▶ _Excerpt provided_:
··········

= Manuel de Menezes, Duke of Vila Real =

Manuel of Menezes (born c. 1530) was the second son of Pedro de Menezes (in English, Peter (III) of Menezes) 5th Marquis of Vila Real and of his wife, Beatrice of Lara (daughter of Afonso, 8th Constable of Portugal).

Initially, he was baptized Manuel of Noronha, but when his older brother (the 4th Marquis of Vila Real) died unexpectedly without issue in 1564, he inherited his house and changed his family name from Noronha to Menezes, once this was the name used by the Heads of the House of Vila Real.

He inherited all titles and honours, becoming 5th Marquis of Vila Real as well as all the subsidiary titles of this House: 7th Count of Vila Real, 4th Count of Alcoutim, 5th Count of Valença and 7th Governor of Ceuta.

When King Sebastian of Portugal visited for the first time Ceuta, Dom Manuel, as Governor of the city, received the monarch with extreme magnificence.

··········

▶ _Material_:
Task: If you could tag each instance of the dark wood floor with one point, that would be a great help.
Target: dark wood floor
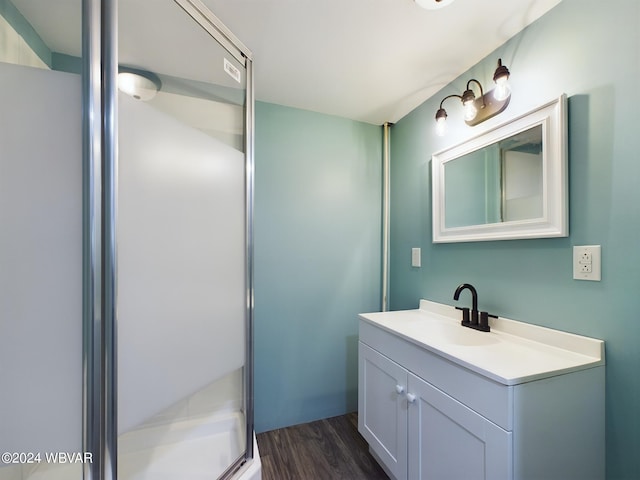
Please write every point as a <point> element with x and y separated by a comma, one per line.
<point>329,449</point>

··········

▶ _Work instructions_:
A. Reproduce the part of the passage on Manuel de Menezes from "He inherited all" to "with extreme magnificence.".
B. List every subsidiary title of the House of Vila Real that the passage on Manuel de Menezes says he inherited.

▶ _Written responses_:
A.
He inherited all titles and honours, becoming 5th Marquis of Vila Real as well as all the subsidiary titles of this House: 7th Count of Vila Real, 4th Count of Alcoutim, 5th Count of Valença and 7th Governor of Ceuta.

When King Sebastian of Portugal visited for the first time Ceuta, Dom Manuel, as Governor of the city, received the monarch with extreme magnificence.

B.
7th Count of Vila Real
4th Count of Alcoutim
5th Count of Valença
7th Governor of Ceuta